### Given problem
Reproduce each of the following records line for line, without any changes.

[Pointing and labeling records]

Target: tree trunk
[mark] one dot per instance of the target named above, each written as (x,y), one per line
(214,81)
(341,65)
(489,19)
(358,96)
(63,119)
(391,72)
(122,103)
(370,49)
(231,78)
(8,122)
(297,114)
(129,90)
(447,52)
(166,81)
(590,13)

### Response to this task
Target: tree trunk
[mark] one dot per instance of the target named above, each written as (x,y), one per line
(214,81)
(341,65)
(489,19)
(358,96)
(63,119)
(391,72)
(122,103)
(370,49)
(231,78)
(8,122)
(297,114)
(129,90)
(447,52)
(166,81)
(590,13)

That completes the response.